| Excerpt provided |
───

Talking with Kids About Sex… is a Crime?
I have been thinking, thinking, thinking about a story my husband recently told me about a new person – we’ll call him Bob – he met in his meditation class who has gone through a horrific experience I am having trouble making sense of.
Bob is a divorcee, having sought the separation from his wife due to their differences in sexual worldviews. Bob enjoys monogamy and his ex-wife preferred a swinger lifestyle. Bob tried it to please his wife but didn’t enjoy it. Their feelings were strong enough on this that they separated. Bob has a nine year old daughter who he shared custody with and she asked him after the divorce why he and her mom were no longer together. He was honest and explained what the issue was. The daughter went to her mother to confront/continue the conversation started with Bob and mom was outraged. Mom took her anger to Child Protective Services and the police. Bob was arrested, he plea bargained to AVOID JAIL TIME and …. are you ready? … his daughter was taken from him for a full year, he is now a permanent member of the registry of sex offenders, AND he was required to approach all of his neighbors to tell them that he is a registered sex offender.
This sits with me as a seriously fucked up situation on so many levels, the least of which is a dad trying to explain to his daughter why he and mommy are no longer together. At the heart of this dysfunctional mess is a family community and, of course, a broad culture of people that are 1) so comfortable with sex that they will recognize personal desire for sexual pleasure and act on it, but yet 2) be so uncomfortable with their action that they can’t or won’t find natural, easy ways of sharing their developing worldviews with their children.
When did we come to believe that kids have no ability to comprehend sex, experience sexual desire, sexual pleasure, wonder how we got here in the first place and what mommy and daddy do with each other behind closed doors or when they make those funny noises? When my kids were wee ones, they were following me into the bathroom nearly every time I went. They naturally had questions about anatomy, menses and the whys and wherefores associated with them. They witnessed animals humping and kittens being born. Heck, my oldest saw both his sister and brother being born and my daughter and he spent half my labor with #3 in bed with me. We had a family bed – for the uninitiated that means we all shared the same bed at night – and yes, my husband and I had sex in the same bed that our children slept in! (That’s for another blog post.) My kids had so many questions about sex, procreation, birthing, etc. by the time they were 4 that they were putting condoms on bananas to see how some folks prevent pregnancy.

───

| Records supplied |
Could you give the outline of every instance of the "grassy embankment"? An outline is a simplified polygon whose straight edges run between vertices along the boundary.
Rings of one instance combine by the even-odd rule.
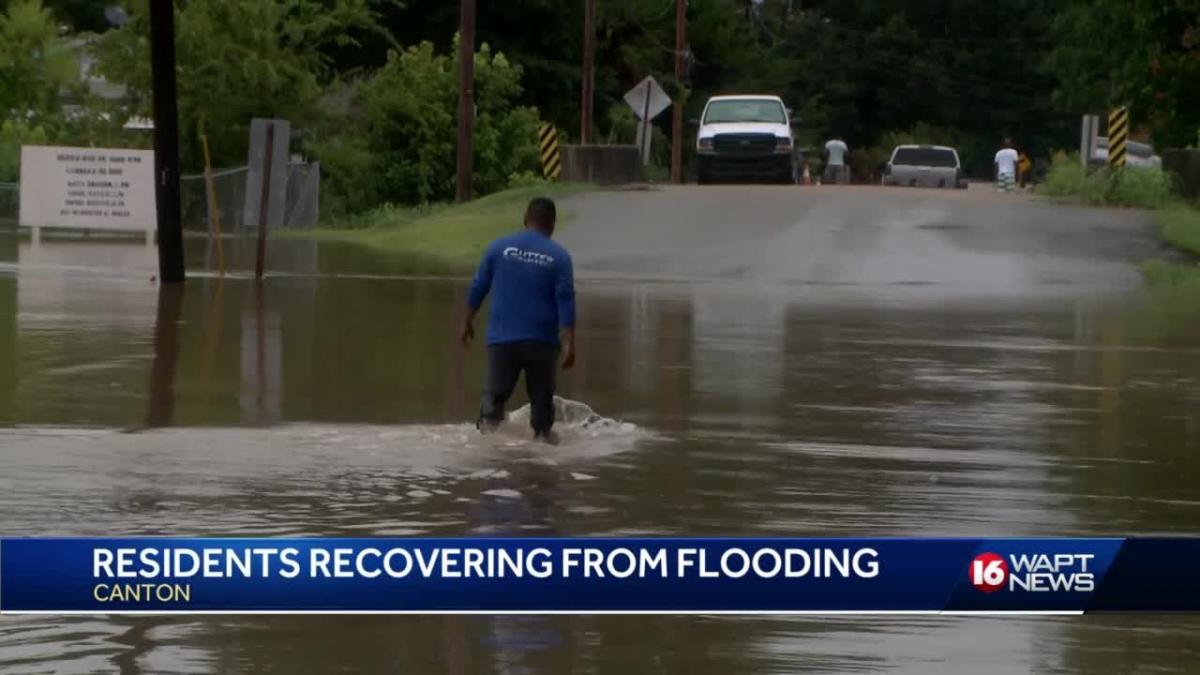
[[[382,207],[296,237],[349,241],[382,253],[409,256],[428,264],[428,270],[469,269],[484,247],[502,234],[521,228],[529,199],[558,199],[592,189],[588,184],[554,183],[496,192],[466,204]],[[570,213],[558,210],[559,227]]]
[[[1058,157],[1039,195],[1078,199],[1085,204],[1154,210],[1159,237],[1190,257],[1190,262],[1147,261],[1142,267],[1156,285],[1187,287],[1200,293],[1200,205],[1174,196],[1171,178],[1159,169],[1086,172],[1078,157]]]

───

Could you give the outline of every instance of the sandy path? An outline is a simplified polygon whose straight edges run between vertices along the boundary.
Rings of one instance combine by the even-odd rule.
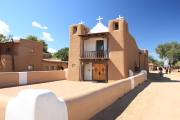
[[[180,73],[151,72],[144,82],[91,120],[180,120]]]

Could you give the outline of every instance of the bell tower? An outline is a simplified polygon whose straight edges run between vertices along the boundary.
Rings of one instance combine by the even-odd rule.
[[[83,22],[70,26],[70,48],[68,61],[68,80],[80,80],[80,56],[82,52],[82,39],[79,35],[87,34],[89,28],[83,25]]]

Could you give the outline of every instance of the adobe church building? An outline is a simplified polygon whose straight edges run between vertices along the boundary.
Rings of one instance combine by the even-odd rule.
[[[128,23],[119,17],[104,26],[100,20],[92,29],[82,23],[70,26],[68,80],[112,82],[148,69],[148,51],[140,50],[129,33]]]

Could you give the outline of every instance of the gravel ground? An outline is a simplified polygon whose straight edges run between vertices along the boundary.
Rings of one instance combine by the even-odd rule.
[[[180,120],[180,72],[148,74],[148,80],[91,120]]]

───

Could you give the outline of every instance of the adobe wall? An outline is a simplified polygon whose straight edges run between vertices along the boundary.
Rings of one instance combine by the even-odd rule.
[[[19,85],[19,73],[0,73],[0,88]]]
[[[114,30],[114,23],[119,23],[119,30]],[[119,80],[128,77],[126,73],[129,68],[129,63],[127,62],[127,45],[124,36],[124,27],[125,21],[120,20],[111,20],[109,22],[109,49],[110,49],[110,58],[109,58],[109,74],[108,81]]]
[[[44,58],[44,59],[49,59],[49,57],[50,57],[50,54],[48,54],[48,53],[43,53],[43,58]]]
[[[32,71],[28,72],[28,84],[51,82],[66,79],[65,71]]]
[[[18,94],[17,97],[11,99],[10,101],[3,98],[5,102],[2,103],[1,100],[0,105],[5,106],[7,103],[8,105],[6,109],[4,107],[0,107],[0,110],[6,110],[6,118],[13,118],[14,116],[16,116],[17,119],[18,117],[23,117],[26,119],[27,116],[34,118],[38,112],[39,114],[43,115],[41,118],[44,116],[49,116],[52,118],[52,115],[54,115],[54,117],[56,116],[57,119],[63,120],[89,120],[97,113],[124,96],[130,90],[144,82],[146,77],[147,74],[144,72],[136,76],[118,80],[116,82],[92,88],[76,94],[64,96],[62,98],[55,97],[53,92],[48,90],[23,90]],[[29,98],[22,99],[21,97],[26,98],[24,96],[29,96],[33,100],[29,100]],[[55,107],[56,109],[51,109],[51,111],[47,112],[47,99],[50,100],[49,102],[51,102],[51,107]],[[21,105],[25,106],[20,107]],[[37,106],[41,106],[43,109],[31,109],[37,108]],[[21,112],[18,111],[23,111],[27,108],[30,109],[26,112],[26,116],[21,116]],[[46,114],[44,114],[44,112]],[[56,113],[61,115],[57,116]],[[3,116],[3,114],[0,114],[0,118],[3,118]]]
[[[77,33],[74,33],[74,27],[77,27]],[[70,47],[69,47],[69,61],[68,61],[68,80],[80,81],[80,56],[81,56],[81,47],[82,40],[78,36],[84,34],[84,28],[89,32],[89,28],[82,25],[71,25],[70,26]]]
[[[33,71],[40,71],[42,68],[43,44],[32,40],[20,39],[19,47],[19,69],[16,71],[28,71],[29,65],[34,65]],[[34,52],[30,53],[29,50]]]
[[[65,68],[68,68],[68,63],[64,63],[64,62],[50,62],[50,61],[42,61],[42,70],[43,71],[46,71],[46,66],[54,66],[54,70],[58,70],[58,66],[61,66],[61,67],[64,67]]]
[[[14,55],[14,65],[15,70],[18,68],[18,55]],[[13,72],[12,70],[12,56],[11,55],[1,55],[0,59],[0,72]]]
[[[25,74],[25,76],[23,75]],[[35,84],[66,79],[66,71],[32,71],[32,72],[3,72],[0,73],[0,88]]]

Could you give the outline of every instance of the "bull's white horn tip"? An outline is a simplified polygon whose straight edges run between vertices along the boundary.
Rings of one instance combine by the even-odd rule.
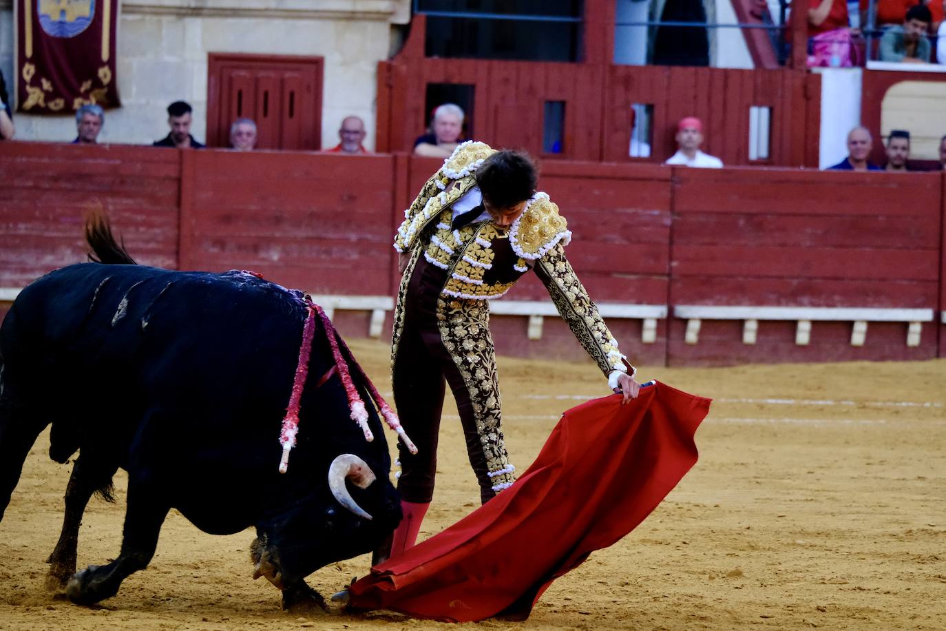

───

| Exercise |
Reproduce the entire blog post above about talking with kids about sex, word for word.

| Exercise result |
Talking with Kids About Sex… is a Crime?
I have been thinking, thinking, thinking about a story my husband recently told me about a new person – we’ll call him Bob – he met in his meditation class who has gone through a horrific experience I am having trouble making sense of.
Bob is a divorcee, having sought the separation from his wife due to their differences in sexual worldviews. Bob enjoys monogamy and his ex-wife preferred a swinger lifestyle. Bob tried it to please his wife but didn’t enjoy it. Their feelings were strong enough on this that they separated. Bob has a nine year old daughter who he shared custody with and she asked him after the divorce why he and her mom were no longer together. He was honest and explained what the issue was. The daughter went to her mother to confront/continue the conversation started with Bob and mom was outraged. Mom took her anger to Child Protective Services and the police. Bob was arrested, he plea bargained to AVOID JAIL TIME and …. are you ready? … his daughter was taken from him for a full year, he is now a permanent member of the registry of sex offenders, AND he was required to approach all of his neighbors to tell them that he is a registered sex offender.
This sits with me as a seriously fucked up situation on so many levels, the least of which is a dad trying to explain to his daughter why he and mommy are no longer together. At the heart of this dysfunctional mess is a family community and, of course, a broad culture of people that are 1) so comfortable with sex that they will recognize personal desire for sexual pleasure and act on it, but yet 2) be so uncomfortable with their action that they can’t or won’t find natural, easy ways of sharing their developing worldviews with their children.
When did we come to believe that kids have no ability to comprehend sex, experience sexual desire, sexual pleasure, wonder how we got here in the first place and what mommy and daddy do with each other behind closed doors or when they make those funny noises? When my kids were wee ones, they were following me into the bathroom nearly every time I went. They naturally had questions about anatomy, menses and the whys and wherefores associated with them. They witnessed animals humping and kittens being born. Heck, my oldest saw both his sister and brother being born and my daughter and he spent half my labor with #3 in bed with me. We had a family bed – for the uninitiated that means we all shared the same bed at night – and yes, my husband and I had sex in the same bed that our children slept in! (That’s for another blog post.) My kids had so many questions about sex, procreation, birthing, etc. by the time they were 4 that they were putting condoms on bananas to see how some folks prevent pregnancy.